→ Exercise directions: An exact copy of all the data below is required.

----------------------------------------

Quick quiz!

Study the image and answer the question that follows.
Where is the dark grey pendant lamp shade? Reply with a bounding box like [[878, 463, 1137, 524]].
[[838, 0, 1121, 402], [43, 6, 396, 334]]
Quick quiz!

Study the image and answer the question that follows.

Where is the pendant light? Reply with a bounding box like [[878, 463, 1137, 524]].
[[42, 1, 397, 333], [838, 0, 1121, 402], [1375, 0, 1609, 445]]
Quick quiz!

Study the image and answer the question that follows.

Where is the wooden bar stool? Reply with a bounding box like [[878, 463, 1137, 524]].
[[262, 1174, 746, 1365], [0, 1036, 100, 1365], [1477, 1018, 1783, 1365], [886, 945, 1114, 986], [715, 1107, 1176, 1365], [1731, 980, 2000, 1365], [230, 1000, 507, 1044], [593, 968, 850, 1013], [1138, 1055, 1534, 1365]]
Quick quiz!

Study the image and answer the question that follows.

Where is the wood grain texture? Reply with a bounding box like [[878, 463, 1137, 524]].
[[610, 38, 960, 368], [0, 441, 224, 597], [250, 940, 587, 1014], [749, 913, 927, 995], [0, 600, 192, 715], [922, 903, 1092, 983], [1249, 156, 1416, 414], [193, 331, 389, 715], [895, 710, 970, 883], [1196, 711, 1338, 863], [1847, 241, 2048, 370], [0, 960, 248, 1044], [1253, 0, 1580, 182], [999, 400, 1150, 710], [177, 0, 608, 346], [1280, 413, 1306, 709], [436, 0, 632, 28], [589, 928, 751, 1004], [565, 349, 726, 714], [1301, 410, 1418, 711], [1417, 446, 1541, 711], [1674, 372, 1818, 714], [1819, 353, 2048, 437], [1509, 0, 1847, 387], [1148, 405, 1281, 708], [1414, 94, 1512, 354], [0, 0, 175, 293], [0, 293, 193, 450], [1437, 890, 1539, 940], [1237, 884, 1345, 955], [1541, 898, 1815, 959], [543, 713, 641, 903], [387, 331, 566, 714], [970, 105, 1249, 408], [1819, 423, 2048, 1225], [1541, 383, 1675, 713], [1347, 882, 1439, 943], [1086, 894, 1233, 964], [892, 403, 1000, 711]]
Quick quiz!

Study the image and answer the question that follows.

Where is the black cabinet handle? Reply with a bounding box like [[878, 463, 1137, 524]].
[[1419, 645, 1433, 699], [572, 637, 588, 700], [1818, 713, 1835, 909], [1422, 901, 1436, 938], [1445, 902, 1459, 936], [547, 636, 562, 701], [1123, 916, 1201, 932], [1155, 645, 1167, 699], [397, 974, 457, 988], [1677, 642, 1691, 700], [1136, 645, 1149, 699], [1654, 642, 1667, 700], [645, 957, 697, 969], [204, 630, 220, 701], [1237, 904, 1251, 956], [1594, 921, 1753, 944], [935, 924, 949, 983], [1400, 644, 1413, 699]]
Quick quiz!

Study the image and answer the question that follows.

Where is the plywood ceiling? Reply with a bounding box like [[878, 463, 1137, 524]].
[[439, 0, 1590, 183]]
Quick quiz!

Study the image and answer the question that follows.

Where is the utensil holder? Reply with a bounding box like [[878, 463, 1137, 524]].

----------------------------------------

→ Expected answer:
Quick quiz!

Study the image and answer the question that follows.
Where is the dark grey pendant lamp shade? Reply with a bounding box like [[878, 463, 1137, 524]].
[[838, 0, 1121, 402], [43, 6, 396, 334]]
Quick quiz!

Study the image and answer the question that follows.

Where is the pendant light? Reply with a bounding box like [[878, 463, 1137, 524]].
[[42, 1, 397, 333], [838, 0, 1121, 402], [1375, 0, 1609, 445]]
Quick quiz!

Study the image and answer the question that follows.

Where is the wooden bar stool? Reply with a bounding box like [[878, 463, 1137, 524]].
[[262, 1174, 746, 1365], [0, 1036, 100, 1365], [1477, 1018, 1783, 1365], [886, 945, 1114, 986], [715, 1107, 1176, 1365], [1731, 980, 2000, 1365], [230, 1000, 507, 1044], [593, 968, 850, 1013], [1138, 1055, 1534, 1365]]
Quick quiz!

Study the image and answer the question that follows.

Where is the wood grain texture? Reply with a bounding box like [[878, 463, 1137, 524]].
[[610, 38, 960, 368], [0, 441, 224, 597], [250, 940, 587, 1014], [749, 913, 927, 995], [0, 600, 192, 715], [922, 903, 1092, 983], [1249, 156, 1416, 414], [193, 331, 389, 715], [895, 710, 970, 883], [1196, 711, 1338, 863], [1847, 241, 2048, 370], [0, 960, 248, 1044], [1253, 0, 1580, 182], [999, 400, 1150, 710], [177, 0, 608, 346], [1280, 413, 1306, 709], [436, 0, 632, 28], [589, 928, 751, 1004], [565, 349, 726, 714], [1301, 410, 1418, 711], [1417, 446, 1541, 711], [1674, 372, 1818, 714], [1819, 353, 2048, 437], [1509, 0, 1847, 387], [1148, 405, 1281, 708], [1414, 94, 1512, 354], [0, 0, 175, 293], [0, 293, 193, 450], [1437, 890, 1539, 940], [1237, 884, 1345, 955], [1541, 898, 1815, 959], [543, 713, 641, 903], [387, 331, 566, 714], [970, 105, 1249, 408], [1819, 423, 2048, 1225], [1541, 383, 1675, 713], [1347, 882, 1439, 943], [1086, 894, 1233, 964], [892, 403, 1000, 711]]
Quick quiz!

Study the image and answer the question that follows.

Where is the black cabinet handle? Reply with a bounding box like [[878, 463, 1137, 524]].
[[1419, 645, 1433, 699], [572, 637, 588, 700], [1818, 713, 1835, 909], [1422, 901, 1436, 938], [1445, 902, 1459, 936], [547, 636, 562, 701], [1123, 916, 1201, 932], [1155, 645, 1167, 699], [397, 974, 457, 988], [1677, 642, 1691, 700], [1136, 645, 1149, 699], [1654, 642, 1667, 700], [645, 957, 697, 969], [204, 630, 220, 701], [1237, 904, 1251, 956], [1594, 921, 1753, 944], [935, 924, 949, 983], [1400, 644, 1413, 699]]
Quick quiz!

Study the image and answer the question that follows.

Where is the plywood ceiling? Reply with a bounding box like [[878, 463, 1137, 524]].
[[439, 0, 1590, 183]]
Quick quiz!

Study the image and answer the question that follows.

Where is the utensil holder? Reply with a bounding box like [[878, 463, 1137, 524]].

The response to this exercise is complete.